On Aug. 27, 1861, educators gathered at the Baptist Church in Rochester to form the Minnesota State Teachers Association, which then became the Minnesota Education Association which then became Education Minnesota.

Before the union—between 1841 and 1860—men teaching in rural schools could expect to earn $4.15 to $6.30 a week. Men teaching in urban areas were paid $11.93 to $18.07 a week. Women earned less.

“Imagine what it was like for the teachers, back in the day, to make the decision that teachers in our area needed to band together to achieve a greater purpose,” said Kuhlman. “For us to be here today, with approximately 1,300 members working with 18,000 students, is an incredible feat. I wonder if the educators that formed and chartered the Rochester Education Association ever imagined what we would grow into over the next 100 years.”

Nearly 100 educators, including teachers, college professors and administrators, came to Rochester for that first union gathering in 1861.

“The desirableness of such a meeting must be apparent to all. Every profession and every interest should be represented and guarded by its own members or adherents,” said John Ogden, principal of the First State Normal School in Winona, in an advertisement for the convention.

The MSTA constitution stated it was organized “to elevate the character and advance the interest of the profession of teaching and to promote the cause of popular education in the United States.”
########
* PROBLEM TO WORK ON: Continue the passage on the founding of the Minnesota teachers' union, picking up after its final sentence.

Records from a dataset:
########
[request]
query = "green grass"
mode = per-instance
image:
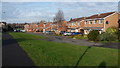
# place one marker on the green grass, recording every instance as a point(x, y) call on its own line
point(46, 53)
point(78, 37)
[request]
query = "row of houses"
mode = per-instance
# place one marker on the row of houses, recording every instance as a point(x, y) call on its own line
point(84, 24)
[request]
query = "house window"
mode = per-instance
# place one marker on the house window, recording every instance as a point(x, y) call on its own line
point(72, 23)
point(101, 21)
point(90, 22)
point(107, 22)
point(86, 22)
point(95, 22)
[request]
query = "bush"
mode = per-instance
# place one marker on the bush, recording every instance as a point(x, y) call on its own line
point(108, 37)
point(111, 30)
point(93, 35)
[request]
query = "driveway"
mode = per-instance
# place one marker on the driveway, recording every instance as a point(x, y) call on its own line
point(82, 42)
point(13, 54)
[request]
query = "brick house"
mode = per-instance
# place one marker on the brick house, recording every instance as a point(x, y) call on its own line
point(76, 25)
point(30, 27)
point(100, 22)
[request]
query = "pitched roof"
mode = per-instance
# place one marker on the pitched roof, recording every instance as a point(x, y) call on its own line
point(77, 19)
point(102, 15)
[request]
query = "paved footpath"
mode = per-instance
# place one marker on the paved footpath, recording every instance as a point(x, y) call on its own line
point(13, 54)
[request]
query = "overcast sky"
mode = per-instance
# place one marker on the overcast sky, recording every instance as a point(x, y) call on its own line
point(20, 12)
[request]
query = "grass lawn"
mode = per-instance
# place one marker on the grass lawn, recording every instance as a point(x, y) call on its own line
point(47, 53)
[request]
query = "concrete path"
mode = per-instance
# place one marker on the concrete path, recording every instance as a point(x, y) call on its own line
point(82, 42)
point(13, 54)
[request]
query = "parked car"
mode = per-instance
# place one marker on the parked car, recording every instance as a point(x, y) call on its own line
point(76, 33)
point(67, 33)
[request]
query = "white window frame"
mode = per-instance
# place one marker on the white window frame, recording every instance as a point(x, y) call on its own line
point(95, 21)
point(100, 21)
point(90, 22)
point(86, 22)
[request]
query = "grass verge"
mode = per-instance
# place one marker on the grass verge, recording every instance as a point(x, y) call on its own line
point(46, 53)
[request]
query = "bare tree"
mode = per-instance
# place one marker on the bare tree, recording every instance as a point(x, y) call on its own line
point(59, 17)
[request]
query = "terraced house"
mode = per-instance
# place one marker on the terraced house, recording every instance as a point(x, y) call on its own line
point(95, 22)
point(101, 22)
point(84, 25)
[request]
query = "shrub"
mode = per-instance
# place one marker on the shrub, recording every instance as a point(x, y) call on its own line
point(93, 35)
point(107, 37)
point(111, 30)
########
* TASK OUTPUT:
The early fights for the MSTA included improved compensation and stringent teacher certification standards.

Looking back is a way to celebrate and honor the work of the union, especially given all that has happened during the pandemic, said Kuhlman.

“When you look back at all the work that our educators have done over the course of our time in COVID, it is truly amazing,” he said. “We have retooled education faster than any other time that I can think of in the history of education. Not only did educators do this, but they balanced it with their own personal needs for how to keep their children learning while they were gone. We continue today addressing the students that are learning in the classroom and those that are quarantined and are still needing to learn. This is only being accomplished because we are working together to meet those needs.”